Приведённый текст =>

Охота за организующим принципом началась. У меня нет намерения в деталях описывать историю этой охоты или воздавать должное всем действующим лицам, поскольку я больше заинтересован представить здесь результаты, чем усилия, затраченные на их получение. Но двое из участников заслуживают того, чтобы пригласить их на сцену. Джон Ньюлэндс (1837-98) имел англо-итальянское происхождение, и, подобно Канниццаро был настолько охвачен националистическим энтузиазмом, что в двадцать три года отправился на Сицилию сражаться вместе с краснорубашечниками Гарибальди. Остепенившись, он вернулся в Англию и обнаружил еще одну составляющую рисунка. Он увидел, что Доберейнер заметил только разбросанные триады, в то время как существует более систематический узор, по крайней мере для более легких элементов. А именно, он обнаружил, что если выстроить легкие элементы в порядке возрастания атомного веса, то подобия их свойств повторяются через каждые восемь элементов (газообразные элементы гелий, неон и аргон были в то время неизвестны). Не слишком благоразумно, с ретроспективной точки зрения, он уподобил эту повторяемость нотам музыкального ряда и отнес ее на счет своего «закона октав». Эта фантастическая аналогия дорого ему обошлась: над ним насмехались за столь возмутительное и заведомо произвольное предложение, а кое-кто предлагал ему расположить элементы по алфавиту или использовать какой-нибудь другой замысловатый критерий.
Однако он был прав. Свойства ранних элементов действительно повторяются как ноты музыкального ряда, но отнюдь не по музыкальной причине. Как мы видели, структуры атомов у элементов действительно периодически повторяются, поскольку внутренние оболочки заполняются и схема заселения орбиталей повторяется снова. Но такое теоретическое основание находилось слишком далеко в будущем, и ничем не могло помочь в начале девятнадцатого века, когда атомы еще пребывали в концептуальном младенчестве, а электроны не были известны.
Вторым участником был, конечно, Дмитрий Иванович Менделеев (1834-1907), согласно некоему источнику, младший среди детей одиннадцати, четырнадцати и семнадцати лет (триада чисел Доберейнера!), сын торговца лошадьми (Менделеев — мену делать — меняться) и матери, героически сделавшей все возможное для своего выдающегося и не по годам развитого меньшего сына. Ко времени, когда Менделеев сел писать свой предварительный главный труд по химии, Основы химии, число известных элементов достигло шестидесяти одного. Перед ним стояла проблема, как организовать материал, чтобы представить его читателю в логической, последовательной форме. Именно в этом пункте рождественская история, по-видимому, отклоняется от суровой правды.

Части упражнения =>
**1)** Согласно приведённому тексту, сколько элементов было известно ко времени, когда Менделеев сел писать «Основы химии»?
**2)** Определите, согласуются ли с приведённым текстом следующие утверждения: (a) Ньюлэндс в двадцать три года отправился на Сицилию сражаться вместе с краснорубашечниками Гарибальди; (b) во времена Ньюлэндса гелий, неон и аргон уже были известны; (c) Ньюлэндс сам расположил элементы по алфавиту. Для каждого ответьте «да» или «нет» и процитируйте решающие слова текста.

[Описания объектов в свободной форме]

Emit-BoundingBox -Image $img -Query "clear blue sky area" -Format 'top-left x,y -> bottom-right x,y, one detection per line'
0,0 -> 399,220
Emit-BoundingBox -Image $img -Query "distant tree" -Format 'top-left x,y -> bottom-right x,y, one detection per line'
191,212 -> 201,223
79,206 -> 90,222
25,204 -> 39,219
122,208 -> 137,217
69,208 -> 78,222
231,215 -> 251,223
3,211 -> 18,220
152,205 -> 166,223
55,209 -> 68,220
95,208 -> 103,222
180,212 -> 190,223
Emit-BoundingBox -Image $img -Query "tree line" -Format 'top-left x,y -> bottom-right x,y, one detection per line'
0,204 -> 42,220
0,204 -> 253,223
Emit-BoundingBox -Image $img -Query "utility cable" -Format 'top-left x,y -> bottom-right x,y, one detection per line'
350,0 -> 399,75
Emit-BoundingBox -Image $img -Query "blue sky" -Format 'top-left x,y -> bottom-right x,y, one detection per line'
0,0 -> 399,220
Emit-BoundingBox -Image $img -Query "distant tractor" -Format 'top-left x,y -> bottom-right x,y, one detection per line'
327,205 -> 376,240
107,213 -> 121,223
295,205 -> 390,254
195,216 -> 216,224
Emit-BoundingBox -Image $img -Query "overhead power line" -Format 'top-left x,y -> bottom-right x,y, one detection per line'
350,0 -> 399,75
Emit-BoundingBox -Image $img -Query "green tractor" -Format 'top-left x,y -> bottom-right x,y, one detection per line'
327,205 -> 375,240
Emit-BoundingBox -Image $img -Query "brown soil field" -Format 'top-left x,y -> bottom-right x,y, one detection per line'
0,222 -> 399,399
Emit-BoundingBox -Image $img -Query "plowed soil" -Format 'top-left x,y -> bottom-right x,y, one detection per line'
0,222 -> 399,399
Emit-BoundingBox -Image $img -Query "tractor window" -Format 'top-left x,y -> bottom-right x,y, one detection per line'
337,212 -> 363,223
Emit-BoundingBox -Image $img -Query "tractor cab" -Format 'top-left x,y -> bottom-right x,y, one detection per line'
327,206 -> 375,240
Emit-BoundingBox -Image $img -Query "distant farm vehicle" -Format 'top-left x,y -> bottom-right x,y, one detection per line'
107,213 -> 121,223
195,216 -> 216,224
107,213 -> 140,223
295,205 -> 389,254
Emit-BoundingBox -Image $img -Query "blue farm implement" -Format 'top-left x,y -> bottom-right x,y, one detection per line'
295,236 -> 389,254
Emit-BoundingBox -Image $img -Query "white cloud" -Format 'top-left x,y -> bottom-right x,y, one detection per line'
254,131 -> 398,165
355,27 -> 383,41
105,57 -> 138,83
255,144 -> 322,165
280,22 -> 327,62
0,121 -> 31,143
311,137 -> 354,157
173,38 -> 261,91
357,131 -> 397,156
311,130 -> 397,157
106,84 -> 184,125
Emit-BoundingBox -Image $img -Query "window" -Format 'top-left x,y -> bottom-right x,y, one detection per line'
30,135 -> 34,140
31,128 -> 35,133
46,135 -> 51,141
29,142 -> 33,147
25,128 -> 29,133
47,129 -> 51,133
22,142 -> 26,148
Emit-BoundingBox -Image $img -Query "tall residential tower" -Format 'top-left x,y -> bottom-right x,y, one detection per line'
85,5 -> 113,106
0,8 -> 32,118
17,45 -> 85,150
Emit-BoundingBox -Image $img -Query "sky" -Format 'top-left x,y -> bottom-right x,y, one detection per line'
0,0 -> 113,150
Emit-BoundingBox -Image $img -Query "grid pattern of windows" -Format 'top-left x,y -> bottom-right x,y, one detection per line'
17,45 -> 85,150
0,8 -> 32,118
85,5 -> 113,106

Ответы =>
**1)** Шестьдесят один.

**2)**
(a) Да: «в двадцать три года отправился на Сицилию сражаться вместе с краснорубашечниками Гарибальди».
(b) Нет: «газообразные элементы гелий, неон и аргон были в то время неизвестны».
(c) Нет: «кое-кто предлагал ему расположить элементы по алфавиту».